--- Data for review Enclosed Below ---

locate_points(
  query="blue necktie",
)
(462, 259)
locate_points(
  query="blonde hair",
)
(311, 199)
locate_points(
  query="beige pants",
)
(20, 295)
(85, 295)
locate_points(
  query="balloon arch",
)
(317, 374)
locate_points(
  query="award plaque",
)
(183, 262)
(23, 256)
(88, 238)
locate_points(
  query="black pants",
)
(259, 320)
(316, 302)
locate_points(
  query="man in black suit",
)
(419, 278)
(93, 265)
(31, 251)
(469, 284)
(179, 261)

--- End of Enclosed Data for review ---
--- Data for review Enclosed Below ---

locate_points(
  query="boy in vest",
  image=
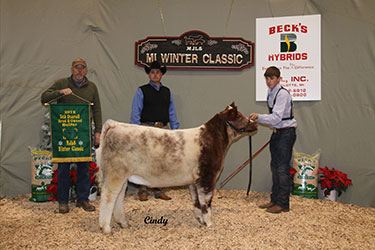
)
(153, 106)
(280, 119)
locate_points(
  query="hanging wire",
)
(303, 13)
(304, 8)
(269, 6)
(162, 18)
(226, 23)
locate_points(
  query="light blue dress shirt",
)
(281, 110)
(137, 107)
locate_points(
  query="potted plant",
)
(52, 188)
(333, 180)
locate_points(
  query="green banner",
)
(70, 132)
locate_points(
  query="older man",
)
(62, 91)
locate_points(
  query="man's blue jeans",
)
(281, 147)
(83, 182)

--- End of Enclosed Data for review ---
--- Data for review Enclosed Below ---

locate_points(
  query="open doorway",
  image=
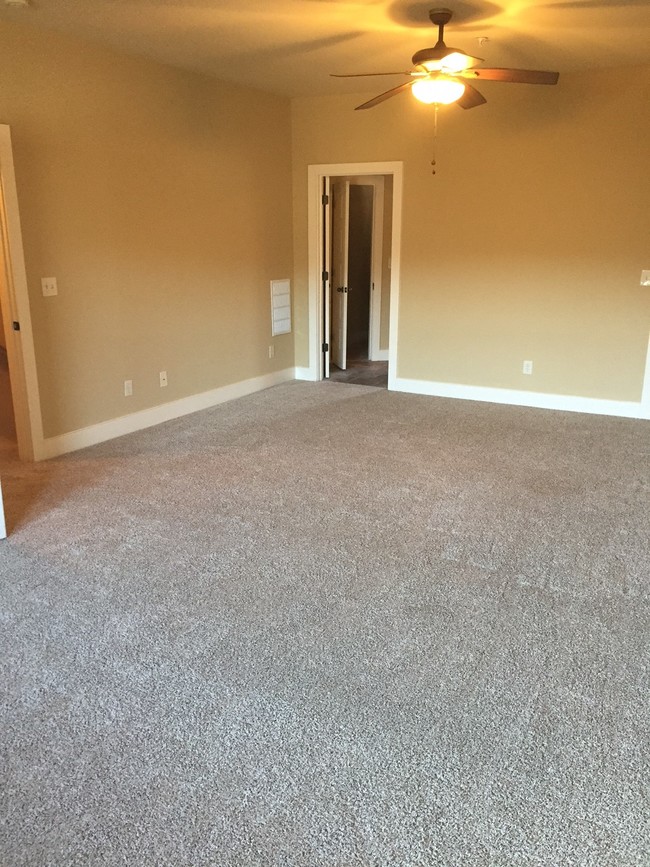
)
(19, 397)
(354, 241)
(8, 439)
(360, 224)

--- End of Enclosed Data for review ---

▶ _Instructions to follow_
For each line in the data that holds the word "black", copy the line.

▶ _Exercise response_
  query="black pants",
  query="man in black suit",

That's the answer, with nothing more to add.